▶ **WHAT YOU WILL DO**
From the line with "Each instance gets a single point. Label the dog's pink" through the final line, transcribe the material below character for character; include no other lines.

▶ **RECORDED DATA**

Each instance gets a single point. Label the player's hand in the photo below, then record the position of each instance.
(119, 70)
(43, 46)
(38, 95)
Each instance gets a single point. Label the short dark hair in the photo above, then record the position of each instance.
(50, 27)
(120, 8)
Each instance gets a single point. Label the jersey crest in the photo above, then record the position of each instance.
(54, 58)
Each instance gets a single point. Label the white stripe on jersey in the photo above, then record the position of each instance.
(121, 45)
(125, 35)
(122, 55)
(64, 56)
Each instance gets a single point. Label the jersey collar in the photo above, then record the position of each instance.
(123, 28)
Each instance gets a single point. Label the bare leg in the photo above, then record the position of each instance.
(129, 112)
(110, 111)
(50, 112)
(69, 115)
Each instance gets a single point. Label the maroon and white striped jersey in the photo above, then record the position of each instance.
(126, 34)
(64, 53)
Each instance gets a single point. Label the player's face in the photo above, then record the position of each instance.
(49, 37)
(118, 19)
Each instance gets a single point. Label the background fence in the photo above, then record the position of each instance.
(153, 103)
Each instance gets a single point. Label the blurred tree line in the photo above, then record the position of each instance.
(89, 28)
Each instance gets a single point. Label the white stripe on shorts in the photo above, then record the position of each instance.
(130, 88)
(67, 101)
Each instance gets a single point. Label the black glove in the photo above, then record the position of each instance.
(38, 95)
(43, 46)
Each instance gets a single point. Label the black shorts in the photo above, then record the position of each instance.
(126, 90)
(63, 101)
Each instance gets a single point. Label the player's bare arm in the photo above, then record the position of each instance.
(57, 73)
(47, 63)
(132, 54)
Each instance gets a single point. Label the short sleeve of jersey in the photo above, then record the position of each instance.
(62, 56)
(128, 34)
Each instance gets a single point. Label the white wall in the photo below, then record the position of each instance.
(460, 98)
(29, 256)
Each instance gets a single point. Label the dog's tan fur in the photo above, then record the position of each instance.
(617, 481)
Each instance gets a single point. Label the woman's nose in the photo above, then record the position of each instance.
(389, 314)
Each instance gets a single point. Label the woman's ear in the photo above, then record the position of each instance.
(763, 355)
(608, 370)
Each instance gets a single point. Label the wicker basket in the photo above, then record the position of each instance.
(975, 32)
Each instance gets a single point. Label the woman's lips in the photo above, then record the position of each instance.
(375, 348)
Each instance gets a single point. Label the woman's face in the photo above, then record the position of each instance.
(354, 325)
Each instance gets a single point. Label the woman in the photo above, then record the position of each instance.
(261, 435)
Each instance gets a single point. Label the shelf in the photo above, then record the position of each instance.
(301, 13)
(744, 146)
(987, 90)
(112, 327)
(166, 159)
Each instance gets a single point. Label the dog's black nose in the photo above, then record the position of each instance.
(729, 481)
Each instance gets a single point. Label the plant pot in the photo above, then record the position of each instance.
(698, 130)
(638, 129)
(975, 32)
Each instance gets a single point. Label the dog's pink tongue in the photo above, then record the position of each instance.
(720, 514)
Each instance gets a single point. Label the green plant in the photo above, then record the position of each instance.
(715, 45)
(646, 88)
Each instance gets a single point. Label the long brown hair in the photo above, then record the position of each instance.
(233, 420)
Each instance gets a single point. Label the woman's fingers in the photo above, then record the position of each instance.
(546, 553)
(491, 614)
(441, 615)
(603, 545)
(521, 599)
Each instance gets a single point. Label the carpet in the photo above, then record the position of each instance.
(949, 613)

▶ **ANSWER**
Each instance gets a single point. Label the dog's pink tongue in the photo above, then record the position of each instance.
(720, 514)
Each instance gets a single point. Label the green plant in the photo above, then record the position of each instance.
(715, 45)
(646, 88)
Each instance gets a single point. Label the long brown hair in the photo above, then record the position of each instance.
(233, 420)
Each instance gets a single point. Label the woman's fingers in the photo above, then record the position of each instance.
(546, 553)
(491, 614)
(441, 615)
(603, 545)
(521, 599)
Each instance gets a single point. Label the carpet in the photo above, then record the position of each instance.
(949, 613)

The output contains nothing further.